===== Исходные данные =====

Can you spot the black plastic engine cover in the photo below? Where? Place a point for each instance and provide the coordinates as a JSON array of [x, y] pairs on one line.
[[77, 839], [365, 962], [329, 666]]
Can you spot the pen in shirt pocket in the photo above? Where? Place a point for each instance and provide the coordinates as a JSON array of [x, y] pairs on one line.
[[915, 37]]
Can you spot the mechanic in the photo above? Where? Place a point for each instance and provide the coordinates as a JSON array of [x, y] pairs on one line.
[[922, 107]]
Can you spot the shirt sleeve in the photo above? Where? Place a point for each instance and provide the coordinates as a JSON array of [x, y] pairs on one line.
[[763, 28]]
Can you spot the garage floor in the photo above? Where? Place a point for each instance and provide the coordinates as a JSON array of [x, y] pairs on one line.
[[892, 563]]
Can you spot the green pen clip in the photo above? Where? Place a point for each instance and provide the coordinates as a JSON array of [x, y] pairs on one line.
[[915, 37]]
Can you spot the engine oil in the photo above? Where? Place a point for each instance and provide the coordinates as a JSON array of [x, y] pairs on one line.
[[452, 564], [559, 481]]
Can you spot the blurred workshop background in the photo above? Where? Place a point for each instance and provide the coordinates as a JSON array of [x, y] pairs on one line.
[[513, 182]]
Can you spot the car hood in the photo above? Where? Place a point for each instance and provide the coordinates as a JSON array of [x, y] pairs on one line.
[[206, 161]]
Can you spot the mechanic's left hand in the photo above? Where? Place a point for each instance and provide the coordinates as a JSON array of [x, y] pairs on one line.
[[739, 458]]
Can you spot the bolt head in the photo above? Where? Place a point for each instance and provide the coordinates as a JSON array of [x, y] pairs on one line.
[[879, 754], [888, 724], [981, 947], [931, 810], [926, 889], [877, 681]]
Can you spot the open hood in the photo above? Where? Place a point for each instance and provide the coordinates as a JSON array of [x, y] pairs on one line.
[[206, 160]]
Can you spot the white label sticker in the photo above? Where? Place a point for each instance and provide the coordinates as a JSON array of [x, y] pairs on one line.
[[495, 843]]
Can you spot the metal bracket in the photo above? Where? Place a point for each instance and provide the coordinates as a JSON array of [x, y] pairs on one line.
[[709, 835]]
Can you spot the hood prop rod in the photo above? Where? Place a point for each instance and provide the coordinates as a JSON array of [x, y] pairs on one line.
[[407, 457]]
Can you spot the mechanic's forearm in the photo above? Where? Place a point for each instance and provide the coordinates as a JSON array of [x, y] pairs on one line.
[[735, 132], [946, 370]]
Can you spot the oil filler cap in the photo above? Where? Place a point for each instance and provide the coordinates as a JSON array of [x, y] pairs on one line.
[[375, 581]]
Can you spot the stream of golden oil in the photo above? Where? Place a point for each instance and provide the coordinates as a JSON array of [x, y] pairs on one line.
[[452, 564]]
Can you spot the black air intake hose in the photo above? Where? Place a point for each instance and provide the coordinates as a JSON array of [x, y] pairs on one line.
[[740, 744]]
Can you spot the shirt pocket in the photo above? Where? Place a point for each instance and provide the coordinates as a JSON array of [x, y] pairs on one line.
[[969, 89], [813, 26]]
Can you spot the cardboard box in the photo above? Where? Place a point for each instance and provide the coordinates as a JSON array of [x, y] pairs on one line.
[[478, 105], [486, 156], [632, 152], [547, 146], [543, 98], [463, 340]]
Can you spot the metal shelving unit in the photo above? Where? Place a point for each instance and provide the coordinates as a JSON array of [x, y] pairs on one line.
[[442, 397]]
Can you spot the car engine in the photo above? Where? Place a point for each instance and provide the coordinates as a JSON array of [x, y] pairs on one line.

=====
===== Исходные данные =====

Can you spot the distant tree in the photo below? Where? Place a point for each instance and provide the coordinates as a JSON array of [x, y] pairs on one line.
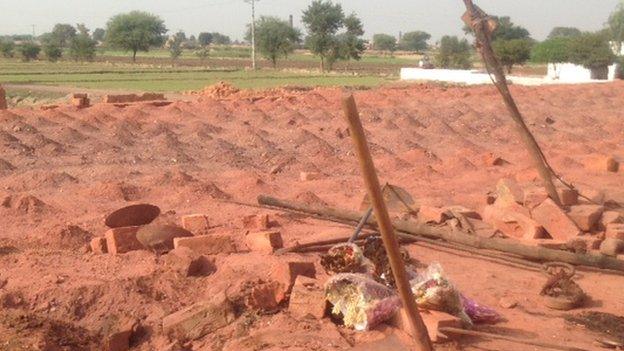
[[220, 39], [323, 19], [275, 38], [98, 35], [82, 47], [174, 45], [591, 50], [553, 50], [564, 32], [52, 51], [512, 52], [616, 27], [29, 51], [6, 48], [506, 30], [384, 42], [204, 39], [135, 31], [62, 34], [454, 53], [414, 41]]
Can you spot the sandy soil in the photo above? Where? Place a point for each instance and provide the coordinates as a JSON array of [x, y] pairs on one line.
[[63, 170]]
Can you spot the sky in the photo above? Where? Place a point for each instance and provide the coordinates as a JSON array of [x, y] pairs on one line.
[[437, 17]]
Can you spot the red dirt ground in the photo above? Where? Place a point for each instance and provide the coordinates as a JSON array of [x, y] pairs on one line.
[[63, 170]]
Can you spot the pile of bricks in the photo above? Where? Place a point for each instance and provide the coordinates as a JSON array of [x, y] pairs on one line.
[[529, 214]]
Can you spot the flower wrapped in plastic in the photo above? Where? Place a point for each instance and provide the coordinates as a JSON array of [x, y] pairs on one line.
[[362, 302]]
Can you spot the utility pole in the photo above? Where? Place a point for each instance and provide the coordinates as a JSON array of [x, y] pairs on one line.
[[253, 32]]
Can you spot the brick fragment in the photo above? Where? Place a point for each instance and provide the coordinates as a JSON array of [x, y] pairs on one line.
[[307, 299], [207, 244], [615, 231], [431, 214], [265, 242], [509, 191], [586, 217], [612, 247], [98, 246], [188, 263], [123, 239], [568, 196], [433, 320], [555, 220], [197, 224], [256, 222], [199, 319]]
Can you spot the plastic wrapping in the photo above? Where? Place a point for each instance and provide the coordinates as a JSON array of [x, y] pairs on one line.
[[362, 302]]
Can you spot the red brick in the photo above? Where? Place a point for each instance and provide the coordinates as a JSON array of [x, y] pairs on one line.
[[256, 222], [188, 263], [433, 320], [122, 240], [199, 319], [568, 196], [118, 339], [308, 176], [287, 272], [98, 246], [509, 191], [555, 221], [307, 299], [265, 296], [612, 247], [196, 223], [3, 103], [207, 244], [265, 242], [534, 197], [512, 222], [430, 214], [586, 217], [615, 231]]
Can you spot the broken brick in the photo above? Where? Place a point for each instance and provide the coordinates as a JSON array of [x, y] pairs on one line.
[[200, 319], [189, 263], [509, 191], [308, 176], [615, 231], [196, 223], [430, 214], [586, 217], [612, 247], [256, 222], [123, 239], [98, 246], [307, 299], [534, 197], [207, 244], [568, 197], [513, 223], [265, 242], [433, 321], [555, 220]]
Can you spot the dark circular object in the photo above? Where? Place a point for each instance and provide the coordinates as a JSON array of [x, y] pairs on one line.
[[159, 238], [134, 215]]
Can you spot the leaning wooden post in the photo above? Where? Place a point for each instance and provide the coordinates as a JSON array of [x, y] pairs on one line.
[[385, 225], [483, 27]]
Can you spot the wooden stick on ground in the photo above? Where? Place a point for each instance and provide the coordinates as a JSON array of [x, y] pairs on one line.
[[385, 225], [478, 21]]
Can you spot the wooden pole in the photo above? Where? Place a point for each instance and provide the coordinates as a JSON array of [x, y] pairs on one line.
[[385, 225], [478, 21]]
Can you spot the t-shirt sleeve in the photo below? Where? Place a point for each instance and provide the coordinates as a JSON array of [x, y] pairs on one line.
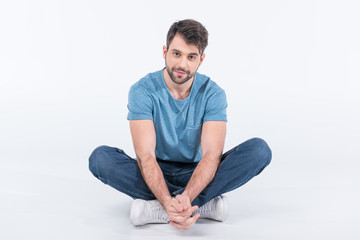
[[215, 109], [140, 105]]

=====

Цель задания:
Перепишите только отрезок записей от строки с «Can you spot the black plastic» до строки с «[[77, 839], [365, 962], [329, 666]]» включительно, не пропуская ни одной строки. Каждую координату точек в ответах сдвиньте на 147.

Ответ:
Can you spot the black plastic engine cover in the photo below? Where? Place a point for each instance and provide the coordinates as a JSON array of [x, y] pairs on one line.
[[224, 986], [512, 1109], [476, 813]]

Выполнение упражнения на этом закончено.